Goal
In the travel expenses ruling below, what period does the ruling apply to?

Excerpt to read
Disclaimer This edited version has been archived due to the length of time since original publication. It should not be regarded as indicative of the ATO's current views. The law may have changed since original publication, and views in the edited version may also be affected by subsequent precedents and new approaches to the application of the law. You cannot rely on this record in your tax affairs. It is not binding and provides you with no protection (including from any underpaid tax, penalty or interest). In addition, this record is not an authority for the purposes of establishing a reasonably arguable position for you to apply to your own circumstances. For more information on the status of edited versions of private advice and reasons we publish them, see PS LA 2008/4. |
Edited version of your written advice
Authorisation Number: 1051316346954
Date of advice: 11 December 2017
Ruling
Subject: Travel expenses
Question
Are you entitled to a deduction for the cost of your airfares and taxi fares to travel interstate?
Answer
No.
This ruling applies for the following period
Year ended 30 June 2016
The scheme commenced on
1 July 2015
Relevant facts
You are employed by entity A.
During the 2015-16 income year your employer relocated your place of employment from one state to another state.
You are expected to cover your own transport costs, including the cost of flights and taxi fares to and from state B in order to retain your position within the organisation.
You incurred costs for airfares and taxi fares for this travel for the 2015-16 income year.
You did not receive an allowance from your employer for your travel.
You were not reimbursed for your travel costs.
You have kept records of your expenses.
Your employer provides accommodation for you in state B.
Your family remain in state A. You returned to your residence in state A several times during the 2015-16 income year when not working in state B.

Supplied entries
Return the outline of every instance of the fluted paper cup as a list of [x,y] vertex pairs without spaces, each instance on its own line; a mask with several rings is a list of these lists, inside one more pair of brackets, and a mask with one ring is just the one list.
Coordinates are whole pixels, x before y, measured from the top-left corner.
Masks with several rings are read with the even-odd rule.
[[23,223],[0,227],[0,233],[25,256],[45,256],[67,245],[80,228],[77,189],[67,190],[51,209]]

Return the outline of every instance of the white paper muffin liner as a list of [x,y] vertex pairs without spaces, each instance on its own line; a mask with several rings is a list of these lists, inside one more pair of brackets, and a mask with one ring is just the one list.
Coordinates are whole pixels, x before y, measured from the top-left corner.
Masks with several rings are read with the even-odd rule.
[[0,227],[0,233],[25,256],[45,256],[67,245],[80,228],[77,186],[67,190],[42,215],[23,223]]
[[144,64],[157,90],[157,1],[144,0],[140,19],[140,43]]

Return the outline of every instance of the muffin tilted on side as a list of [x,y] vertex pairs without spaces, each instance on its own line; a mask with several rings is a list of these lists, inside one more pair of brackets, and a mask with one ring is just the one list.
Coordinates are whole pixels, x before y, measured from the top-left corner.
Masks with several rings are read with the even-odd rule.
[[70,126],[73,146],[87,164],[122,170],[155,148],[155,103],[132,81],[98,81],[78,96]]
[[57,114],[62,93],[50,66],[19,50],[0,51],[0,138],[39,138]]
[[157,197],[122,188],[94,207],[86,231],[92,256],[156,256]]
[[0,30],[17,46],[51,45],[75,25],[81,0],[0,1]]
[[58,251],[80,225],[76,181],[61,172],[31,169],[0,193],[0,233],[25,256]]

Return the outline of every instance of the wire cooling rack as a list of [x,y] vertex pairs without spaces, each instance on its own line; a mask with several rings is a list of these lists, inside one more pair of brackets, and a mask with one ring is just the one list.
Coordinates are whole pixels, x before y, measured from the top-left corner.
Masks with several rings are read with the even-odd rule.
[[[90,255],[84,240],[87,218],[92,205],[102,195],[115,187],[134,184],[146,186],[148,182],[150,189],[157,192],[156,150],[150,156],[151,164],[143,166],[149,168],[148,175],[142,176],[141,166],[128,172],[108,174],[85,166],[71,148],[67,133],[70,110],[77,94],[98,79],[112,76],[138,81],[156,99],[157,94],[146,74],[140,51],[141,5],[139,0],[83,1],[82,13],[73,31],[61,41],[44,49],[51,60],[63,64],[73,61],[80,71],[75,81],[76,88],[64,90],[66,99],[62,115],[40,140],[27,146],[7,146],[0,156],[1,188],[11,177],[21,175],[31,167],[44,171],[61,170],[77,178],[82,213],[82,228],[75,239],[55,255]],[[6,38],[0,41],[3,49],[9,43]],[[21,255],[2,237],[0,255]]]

Exercise output
The year ended 30 June 2016.